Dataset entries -
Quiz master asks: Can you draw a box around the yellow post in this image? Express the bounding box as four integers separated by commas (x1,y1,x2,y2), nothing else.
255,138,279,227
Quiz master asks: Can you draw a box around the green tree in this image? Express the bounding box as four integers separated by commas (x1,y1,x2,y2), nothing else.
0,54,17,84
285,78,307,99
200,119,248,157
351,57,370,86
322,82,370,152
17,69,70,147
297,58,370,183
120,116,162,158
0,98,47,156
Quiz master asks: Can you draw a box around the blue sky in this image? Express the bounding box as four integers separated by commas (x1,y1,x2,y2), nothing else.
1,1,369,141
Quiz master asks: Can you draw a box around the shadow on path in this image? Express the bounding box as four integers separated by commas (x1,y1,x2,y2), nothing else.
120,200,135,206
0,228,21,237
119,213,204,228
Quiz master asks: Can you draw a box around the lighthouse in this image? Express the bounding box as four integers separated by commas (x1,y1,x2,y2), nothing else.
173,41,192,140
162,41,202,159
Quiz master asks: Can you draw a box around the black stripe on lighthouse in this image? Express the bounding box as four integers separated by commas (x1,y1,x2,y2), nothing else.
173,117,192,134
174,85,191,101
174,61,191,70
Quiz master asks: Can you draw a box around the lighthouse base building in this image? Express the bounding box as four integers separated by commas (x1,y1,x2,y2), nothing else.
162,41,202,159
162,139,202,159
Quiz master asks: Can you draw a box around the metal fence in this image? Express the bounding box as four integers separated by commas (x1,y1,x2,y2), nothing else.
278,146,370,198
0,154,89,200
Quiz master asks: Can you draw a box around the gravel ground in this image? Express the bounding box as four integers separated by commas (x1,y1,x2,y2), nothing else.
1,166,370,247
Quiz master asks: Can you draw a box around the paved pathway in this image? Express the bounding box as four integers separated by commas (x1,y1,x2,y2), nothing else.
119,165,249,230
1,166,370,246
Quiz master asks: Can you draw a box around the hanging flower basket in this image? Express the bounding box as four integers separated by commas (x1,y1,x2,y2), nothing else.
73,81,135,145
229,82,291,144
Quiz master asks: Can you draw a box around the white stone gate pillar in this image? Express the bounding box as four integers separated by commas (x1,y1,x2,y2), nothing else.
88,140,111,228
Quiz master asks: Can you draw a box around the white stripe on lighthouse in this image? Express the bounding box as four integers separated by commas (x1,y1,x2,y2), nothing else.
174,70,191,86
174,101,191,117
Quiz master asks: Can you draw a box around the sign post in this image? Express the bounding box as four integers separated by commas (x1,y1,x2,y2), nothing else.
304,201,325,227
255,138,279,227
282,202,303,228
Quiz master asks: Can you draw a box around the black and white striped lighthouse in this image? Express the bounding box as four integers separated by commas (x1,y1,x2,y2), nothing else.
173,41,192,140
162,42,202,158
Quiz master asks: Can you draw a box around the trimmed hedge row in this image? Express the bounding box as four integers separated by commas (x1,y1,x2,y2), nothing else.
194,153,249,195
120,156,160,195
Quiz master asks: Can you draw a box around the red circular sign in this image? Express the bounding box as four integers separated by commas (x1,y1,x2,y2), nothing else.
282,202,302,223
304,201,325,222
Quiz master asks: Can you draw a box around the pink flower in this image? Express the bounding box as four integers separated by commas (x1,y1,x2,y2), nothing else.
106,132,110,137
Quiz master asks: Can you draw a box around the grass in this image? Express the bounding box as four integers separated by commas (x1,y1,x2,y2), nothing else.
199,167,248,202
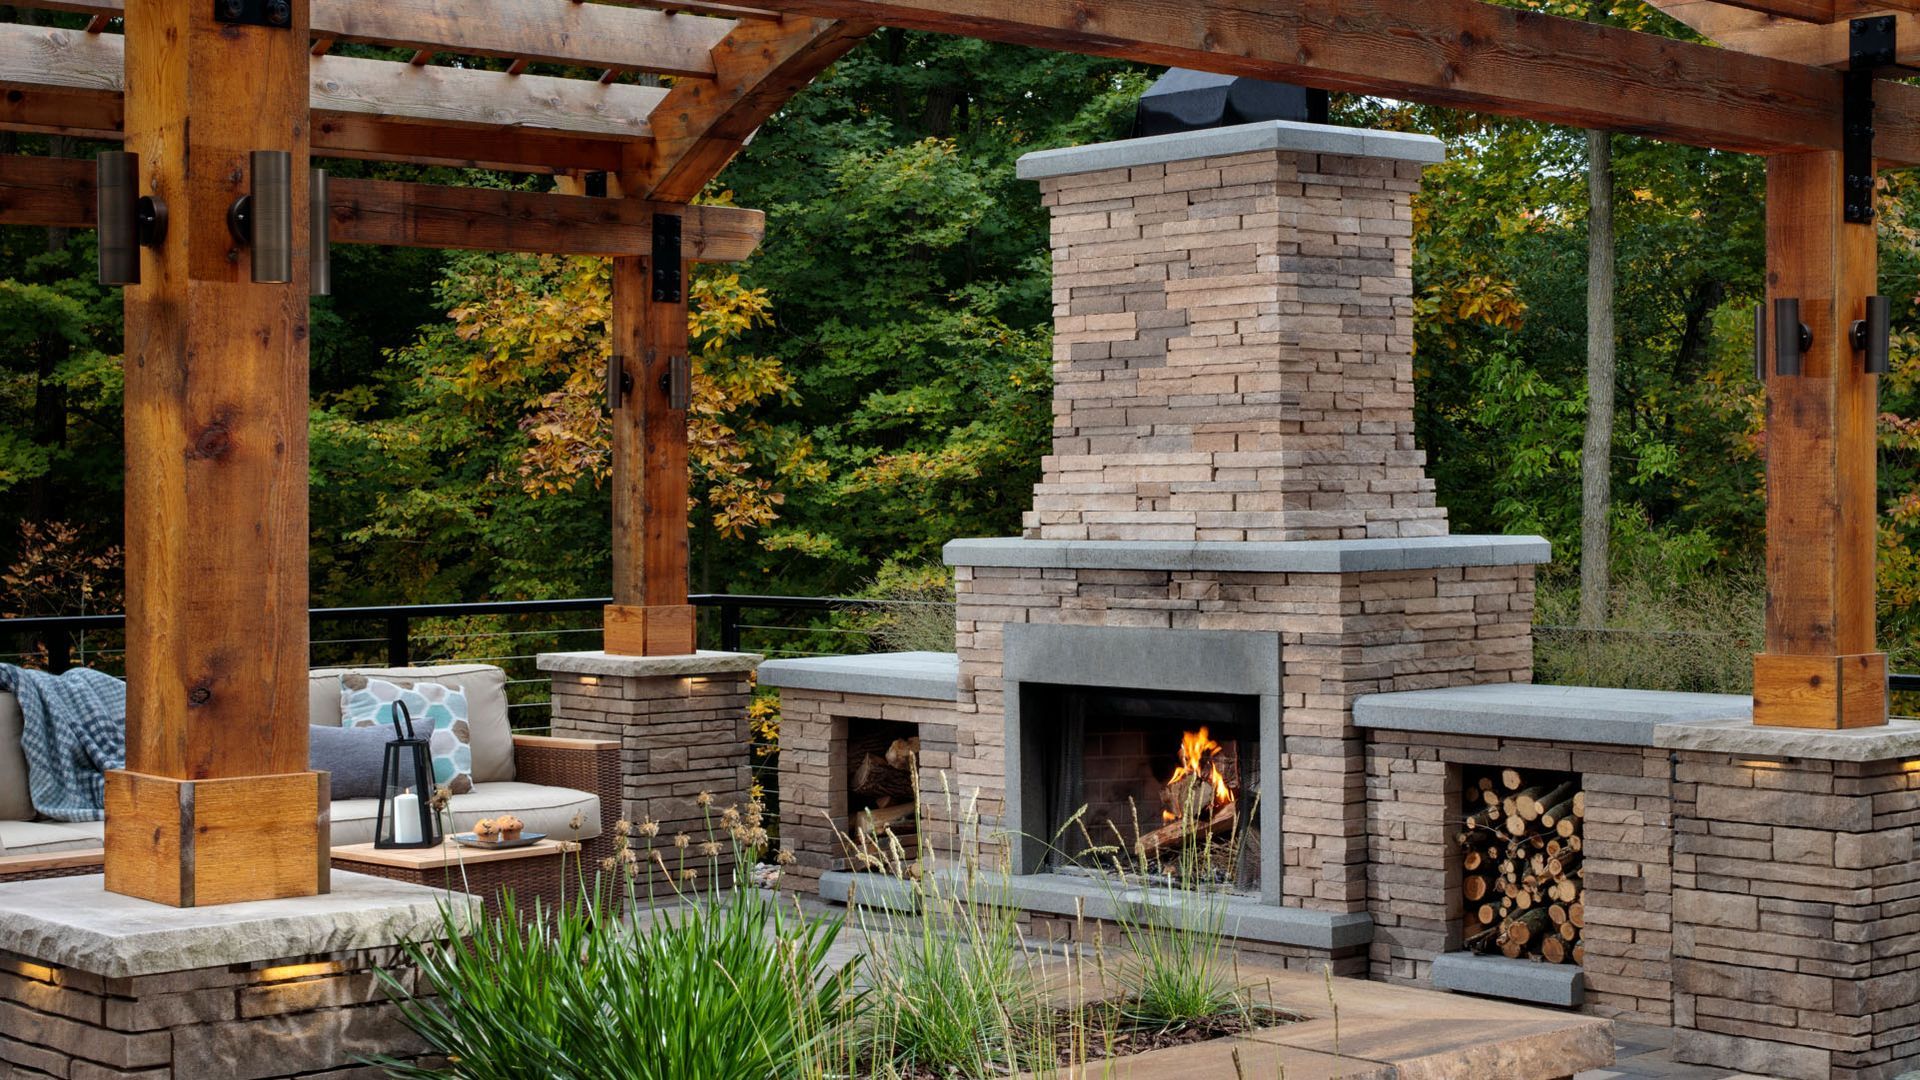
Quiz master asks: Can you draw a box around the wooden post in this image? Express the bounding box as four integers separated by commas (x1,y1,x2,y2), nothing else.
1753,151,1888,729
604,250,695,655
105,0,329,905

PROBLEM REQUIREMENTS - The answer is a portion of the data. Write out exactly the line with "Quiz master asks: Can you draw a box around the wooden" and all lines after it.

FINISHED TASK -
Quiz master asks: Can you draw a box around the wooden post in this image? Express the bounding box as four integers separated by commas (x1,y1,x2,y2), nothing else.
1753,151,1888,729
604,250,695,655
105,0,329,905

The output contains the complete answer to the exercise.